## [AIM OF THE EXERCISE]
Set down the records once more, please, exactly and with the pictures left out.

## [INPUT ROWS]

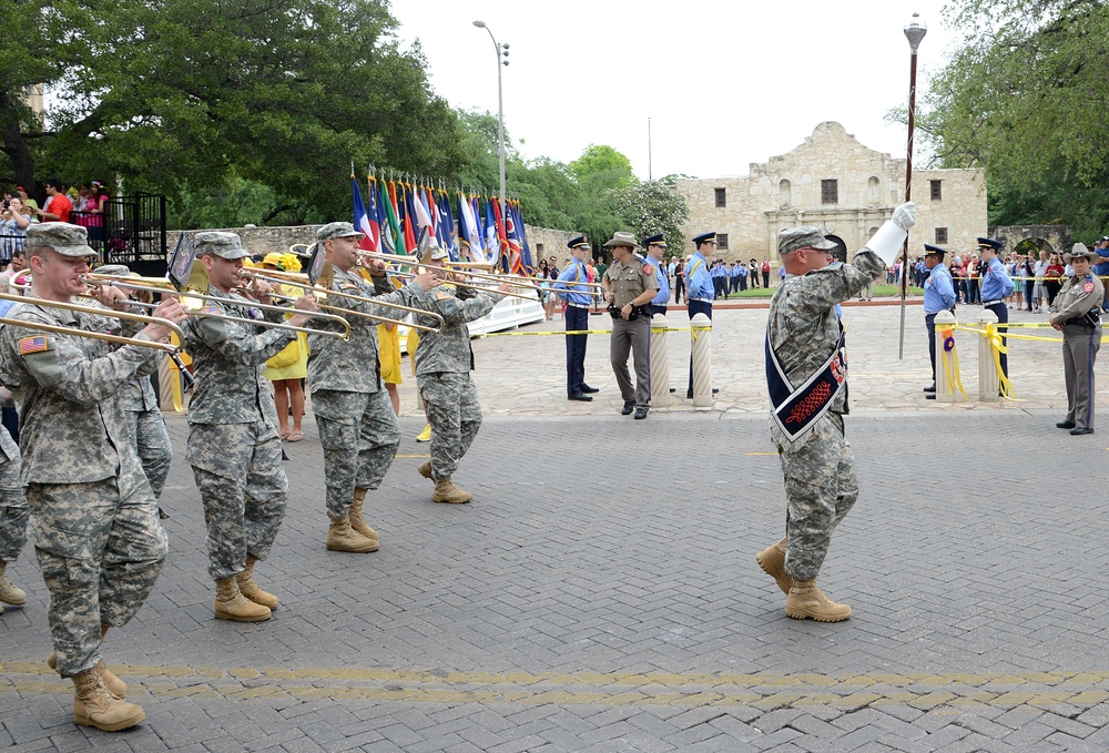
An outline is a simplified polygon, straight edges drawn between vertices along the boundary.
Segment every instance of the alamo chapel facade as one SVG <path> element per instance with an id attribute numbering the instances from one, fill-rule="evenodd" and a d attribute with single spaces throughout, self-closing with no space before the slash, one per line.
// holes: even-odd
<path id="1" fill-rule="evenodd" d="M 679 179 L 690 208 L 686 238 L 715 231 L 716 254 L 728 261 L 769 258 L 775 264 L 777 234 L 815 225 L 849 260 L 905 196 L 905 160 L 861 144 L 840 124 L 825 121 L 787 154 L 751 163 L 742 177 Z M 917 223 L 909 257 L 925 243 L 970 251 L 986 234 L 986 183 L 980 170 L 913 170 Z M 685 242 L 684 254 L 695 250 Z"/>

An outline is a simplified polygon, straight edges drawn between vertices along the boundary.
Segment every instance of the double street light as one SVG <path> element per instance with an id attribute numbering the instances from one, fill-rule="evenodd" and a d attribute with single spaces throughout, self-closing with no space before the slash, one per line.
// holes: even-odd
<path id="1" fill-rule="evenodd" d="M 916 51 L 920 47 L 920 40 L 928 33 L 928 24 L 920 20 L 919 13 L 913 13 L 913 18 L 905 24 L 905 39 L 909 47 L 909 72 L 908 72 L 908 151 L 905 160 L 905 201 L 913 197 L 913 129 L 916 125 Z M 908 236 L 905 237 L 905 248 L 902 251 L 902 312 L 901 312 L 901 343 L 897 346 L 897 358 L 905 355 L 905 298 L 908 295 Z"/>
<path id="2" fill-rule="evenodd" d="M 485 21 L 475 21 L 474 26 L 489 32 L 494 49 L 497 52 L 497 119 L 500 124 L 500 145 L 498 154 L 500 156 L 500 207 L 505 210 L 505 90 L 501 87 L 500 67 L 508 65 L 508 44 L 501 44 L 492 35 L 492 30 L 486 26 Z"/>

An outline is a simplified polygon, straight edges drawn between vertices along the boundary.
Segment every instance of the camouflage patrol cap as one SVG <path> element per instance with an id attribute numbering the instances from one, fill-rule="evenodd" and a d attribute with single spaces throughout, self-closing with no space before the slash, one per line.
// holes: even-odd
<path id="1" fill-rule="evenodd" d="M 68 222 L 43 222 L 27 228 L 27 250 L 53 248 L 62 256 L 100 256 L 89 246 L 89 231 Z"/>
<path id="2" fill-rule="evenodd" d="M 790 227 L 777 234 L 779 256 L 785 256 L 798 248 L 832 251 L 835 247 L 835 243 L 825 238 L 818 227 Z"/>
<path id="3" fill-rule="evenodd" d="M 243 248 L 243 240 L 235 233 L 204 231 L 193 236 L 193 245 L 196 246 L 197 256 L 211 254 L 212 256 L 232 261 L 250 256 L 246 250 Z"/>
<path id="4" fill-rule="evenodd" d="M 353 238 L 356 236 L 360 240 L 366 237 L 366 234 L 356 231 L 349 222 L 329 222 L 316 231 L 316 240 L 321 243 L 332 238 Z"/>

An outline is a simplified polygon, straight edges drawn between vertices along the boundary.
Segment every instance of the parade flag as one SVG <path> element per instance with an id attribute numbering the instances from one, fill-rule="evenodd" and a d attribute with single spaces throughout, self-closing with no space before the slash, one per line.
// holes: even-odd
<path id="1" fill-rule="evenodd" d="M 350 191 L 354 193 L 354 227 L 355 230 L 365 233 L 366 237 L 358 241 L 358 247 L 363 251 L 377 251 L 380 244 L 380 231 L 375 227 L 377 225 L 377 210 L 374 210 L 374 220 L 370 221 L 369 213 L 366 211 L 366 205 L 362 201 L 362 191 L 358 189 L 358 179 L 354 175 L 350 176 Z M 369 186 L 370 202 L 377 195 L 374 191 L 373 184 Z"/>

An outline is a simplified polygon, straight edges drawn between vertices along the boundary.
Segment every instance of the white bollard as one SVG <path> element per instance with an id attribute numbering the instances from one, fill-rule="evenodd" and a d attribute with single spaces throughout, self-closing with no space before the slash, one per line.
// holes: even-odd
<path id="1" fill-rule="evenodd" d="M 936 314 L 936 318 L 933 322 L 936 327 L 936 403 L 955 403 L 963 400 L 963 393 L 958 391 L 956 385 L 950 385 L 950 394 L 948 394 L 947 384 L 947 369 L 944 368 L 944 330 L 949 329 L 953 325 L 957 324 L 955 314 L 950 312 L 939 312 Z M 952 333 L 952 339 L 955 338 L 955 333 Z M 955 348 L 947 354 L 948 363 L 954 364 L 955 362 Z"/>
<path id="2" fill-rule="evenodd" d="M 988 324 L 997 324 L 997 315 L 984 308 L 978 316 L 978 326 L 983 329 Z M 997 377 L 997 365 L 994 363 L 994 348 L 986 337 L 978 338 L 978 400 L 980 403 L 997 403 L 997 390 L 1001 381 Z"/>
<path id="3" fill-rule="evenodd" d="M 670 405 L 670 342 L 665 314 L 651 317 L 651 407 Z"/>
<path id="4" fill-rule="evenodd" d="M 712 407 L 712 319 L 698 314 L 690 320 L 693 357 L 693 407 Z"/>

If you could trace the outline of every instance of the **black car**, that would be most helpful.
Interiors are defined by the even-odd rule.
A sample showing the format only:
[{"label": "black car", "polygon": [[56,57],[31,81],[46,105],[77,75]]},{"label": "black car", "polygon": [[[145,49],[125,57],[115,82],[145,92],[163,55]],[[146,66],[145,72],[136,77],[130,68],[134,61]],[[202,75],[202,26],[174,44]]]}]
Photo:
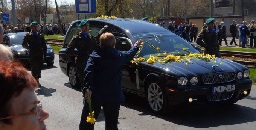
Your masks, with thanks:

## [TASK OUTPUT]
An outline is a simplified polygon, straight edges drawn between vertices along the boundary.
Segment every instance of the alamo chapel facade as one SVG <path> element per instance with an id attribute numbering the instances from one, fill-rule="evenodd" and a d attribute with single spaces throughout, self-closing with no space before the slash, one per line.
// holes: even-odd
<path id="1" fill-rule="evenodd" d="M 679 179 L 690 208 L 686 238 L 715 231 L 716 254 L 728 261 L 769 258 L 775 264 L 777 234 L 815 225 L 849 260 L 905 196 L 905 160 L 861 144 L 840 124 L 825 121 L 787 154 L 751 163 L 742 177 Z M 917 223 L 909 257 L 925 243 L 970 251 L 986 234 L 986 183 L 980 170 L 913 170 Z M 685 242 L 684 254 L 695 250 Z"/>

An outline is a simplified polygon, straight edges drawn between vertices along the boundary.
Segment every instance of the double street light as one SVG <path> element per instance with an id attribute numbering the instances from one, fill-rule="evenodd" and a d attribute with single spaces throughout, self-closing with no space before the slash, one per line.
// holes: even-odd
<path id="1" fill-rule="evenodd" d="M 916 51 L 920 47 L 920 40 L 928 33 L 928 24 L 920 20 L 919 13 L 913 13 L 913 18 L 905 24 L 905 39 L 909 47 L 909 72 L 908 72 L 908 151 L 905 160 L 905 201 L 913 197 L 913 129 L 916 125 Z M 908 236 L 905 237 L 905 248 L 902 251 L 902 312 L 901 312 L 901 343 L 897 346 L 897 358 L 905 355 L 905 298 L 908 295 Z"/>
<path id="2" fill-rule="evenodd" d="M 485 21 L 475 21 L 474 26 L 489 32 L 494 49 L 497 52 L 497 119 L 500 124 L 500 145 L 498 154 L 500 156 L 500 207 L 505 210 L 505 90 L 501 87 L 500 67 L 508 65 L 508 44 L 501 44 L 492 35 L 492 30 L 486 26 Z"/>

An outline is a simplified polygon, straight edges drawn between vertices along the boundary.
Segment every instance of the camouflage patrol cap as one SVG <path> element per instance with an id attribute numbering the instances from one, fill-rule="evenodd" and a d attribute with single spaces throughout, self-closing with no space before the slash, one per line.
// holes: even-odd
<path id="1" fill-rule="evenodd" d="M 68 222 L 43 222 L 27 228 L 27 250 L 53 248 L 62 256 L 100 256 L 89 246 L 89 231 Z"/>
<path id="2" fill-rule="evenodd" d="M 790 227 L 777 234 L 779 256 L 785 256 L 798 248 L 832 251 L 835 247 L 835 243 L 825 238 L 818 227 Z"/>
<path id="3" fill-rule="evenodd" d="M 243 248 L 243 240 L 235 233 L 204 231 L 193 236 L 193 245 L 196 246 L 197 256 L 211 254 L 212 256 L 232 261 L 250 256 L 246 250 Z"/>
<path id="4" fill-rule="evenodd" d="M 353 238 L 356 236 L 360 240 L 366 237 L 366 234 L 356 231 L 349 222 L 329 222 L 316 231 L 316 240 L 321 243 L 332 238 Z"/>

An outline is a simplified polygon, straight edges drawn between vertices along the boundary.
Segment every instance of the parade flag as one SVG <path> element per instance with an id attribute numbering the instances from one, fill-rule="evenodd" and a d attribute with single spaces throughout, self-closing with no space before the slash, one per line.
// holes: even-odd
<path id="1" fill-rule="evenodd" d="M 350 191 L 354 193 L 354 227 L 355 230 L 365 233 L 366 237 L 358 241 L 358 247 L 363 251 L 377 251 L 380 244 L 380 231 L 375 227 L 377 225 L 377 210 L 374 210 L 374 220 L 370 221 L 369 213 L 366 211 L 366 205 L 362 201 L 362 191 L 358 189 L 358 179 L 354 175 L 350 176 Z M 369 186 L 370 202 L 377 195 L 374 191 L 373 184 Z"/>

An outline is a simplified polygon, straight edges drawn between vertices along the boundary.
Segment every instance of the white bollard as one SVG <path> element per instance with an id attribute numbering the instances from one, fill-rule="evenodd" and a d attribute with single spaces throughout, self-closing with no space before the slash, one per line.
// holes: even-odd
<path id="1" fill-rule="evenodd" d="M 936 314 L 936 318 L 933 322 L 936 327 L 936 403 L 955 403 L 963 400 L 963 393 L 958 391 L 956 385 L 950 385 L 950 394 L 948 394 L 947 384 L 947 369 L 944 368 L 944 330 L 949 329 L 953 325 L 957 324 L 955 314 L 950 312 L 939 312 Z M 952 333 L 952 339 L 955 338 L 955 333 Z M 955 348 L 947 354 L 948 363 L 954 364 L 955 362 Z"/>
<path id="2" fill-rule="evenodd" d="M 988 324 L 997 324 L 997 315 L 984 308 L 978 316 L 978 326 L 983 329 Z M 997 377 L 997 365 L 994 363 L 994 348 L 986 337 L 978 338 L 978 400 L 980 403 L 997 403 L 997 390 L 1001 381 Z"/>
<path id="3" fill-rule="evenodd" d="M 670 405 L 670 342 L 665 314 L 651 317 L 651 407 Z"/>
<path id="4" fill-rule="evenodd" d="M 712 407 L 712 319 L 698 314 L 690 320 L 693 357 L 693 407 Z"/>

If you could trace the outline of every instance of the **black car**, that would be most helpful.
Interiors are defined by the even-odd rule.
A sample showing the format only:
[{"label": "black car", "polygon": [[56,57],[31,81],[46,105],[77,75]]},{"label": "black car", "polygon": [[[145,49],[125,57],[115,82],[145,92],[163,55]],[[146,66],[145,72],[136,77],[130,68],[134,61]],[[202,75],[202,26],[174,44]]]}]
Photo:
Your masks, with thanks:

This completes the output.